◆ Directions
Word for word, repeat each entry that follows.

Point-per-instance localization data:
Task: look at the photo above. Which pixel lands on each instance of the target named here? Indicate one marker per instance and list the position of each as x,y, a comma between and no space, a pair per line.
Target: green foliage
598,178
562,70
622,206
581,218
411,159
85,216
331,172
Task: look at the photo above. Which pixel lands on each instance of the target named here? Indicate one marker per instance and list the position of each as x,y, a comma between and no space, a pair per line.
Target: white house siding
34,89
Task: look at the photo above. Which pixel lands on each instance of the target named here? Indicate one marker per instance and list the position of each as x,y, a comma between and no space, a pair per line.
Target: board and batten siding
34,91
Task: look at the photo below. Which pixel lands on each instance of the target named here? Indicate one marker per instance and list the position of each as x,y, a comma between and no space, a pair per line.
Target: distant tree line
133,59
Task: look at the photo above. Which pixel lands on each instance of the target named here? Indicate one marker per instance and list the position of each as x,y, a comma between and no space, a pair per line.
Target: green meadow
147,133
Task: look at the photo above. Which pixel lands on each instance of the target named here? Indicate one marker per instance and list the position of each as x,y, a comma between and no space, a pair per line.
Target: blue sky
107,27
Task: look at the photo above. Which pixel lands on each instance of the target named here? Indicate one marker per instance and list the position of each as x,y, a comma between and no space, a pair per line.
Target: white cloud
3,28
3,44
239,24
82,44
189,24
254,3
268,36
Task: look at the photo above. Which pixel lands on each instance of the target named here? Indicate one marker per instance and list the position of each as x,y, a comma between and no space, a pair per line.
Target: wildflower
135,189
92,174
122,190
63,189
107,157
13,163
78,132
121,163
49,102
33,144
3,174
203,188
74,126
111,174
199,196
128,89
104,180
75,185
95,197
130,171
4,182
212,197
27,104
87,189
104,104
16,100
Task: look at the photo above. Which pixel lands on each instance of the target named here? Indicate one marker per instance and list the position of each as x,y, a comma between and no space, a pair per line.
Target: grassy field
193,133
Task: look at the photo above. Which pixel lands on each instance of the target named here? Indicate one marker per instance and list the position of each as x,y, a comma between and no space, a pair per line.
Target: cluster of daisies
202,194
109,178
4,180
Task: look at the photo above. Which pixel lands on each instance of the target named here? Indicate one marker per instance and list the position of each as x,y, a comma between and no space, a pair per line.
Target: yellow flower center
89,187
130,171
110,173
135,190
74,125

◆ Expected answer
Task: look at the photo above. Which pixel lands on each instance of the target named here? Indicate one marker per instance and list the position of each as x,y, a comma between and no space, a pair per line.
Target: green foliage
598,178
562,70
622,206
581,218
411,159
85,216
331,172
Task: look at the photo above. Which pixel lands on each instance of the target named here? Indicate one marker per instance and list the position of each as x,y, a comma between and no space, a pair per line.
Target: white house siding
34,89
Task: look at the photo above. Which pixel lands on each instance of the target named here? Indicate one marker per instance and list the position of each as x,y, a comma between and no space, a pair per line.
Target: board and batten siding
34,91
Task: look at the photo below. Which pixel lands on each instance of the target named here? Indicate one marker per instance and list the position of each as x,y, a comma between and no space, a pair per line.
Target: distant tree line
133,59
Task: look at the photo above. Which pixel lands on each instance of the target named here? Indicate one marker per instance and list the position of each as x,y, a comma between and no space, a pair per line.
Target: green meadow
147,133
Task: look at the photo above. Which pixel lands on each instance of the target named here? Indicate one marker per instance and list the position of each as x,y, a comma between and no space, a pair per line.
Target: blue sky
107,27
Task: look at the photo above. Which pixel lands on each instance of the target named here? Indicate one marker per instance and list the position of each as x,y, a comma between and no space, a pair per line.
Target: white cloud
3,28
3,44
239,24
82,44
189,24
254,3
268,36
Task: look at the photo above. Which pixel lands on each instance of the target named here? Indicate one marker per instance and list the position of each as x,y, a comma between and no space, a pair per line.
Target: wildflower
135,189
92,174
122,190
63,189
107,157
13,163
78,132
121,163
49,102
33,144
3,174
203,188
74,126
111,174
199,196
128,89
104,180
75,185
95,197
130,171
4,182
212,197
27,104
87,189
104,104
16,100
Task: look at the photo above. Which pixel lands on each instance of the target named here? Indicate one marker per instance and list the position of each as x,y, a comma between and no space, a pair per line.
Target: grassy field
193,133
Task: look at the photo above. Which pixel lands on each instance of the target named here? Indicate one marker per instance and list the position of each as x,y, a comma between and no space, a pair per line.
Target: cluster of daisies
202,194
109,178
4,180
Task: look at the photo above. Which pixel lands on each instance of the target named here? Indicate one marker per instance and list the position of each as x,y, a comma between and no space, a pair per line.
Target: yellow flower center
89,187
130,171
110,173
135,190
74,125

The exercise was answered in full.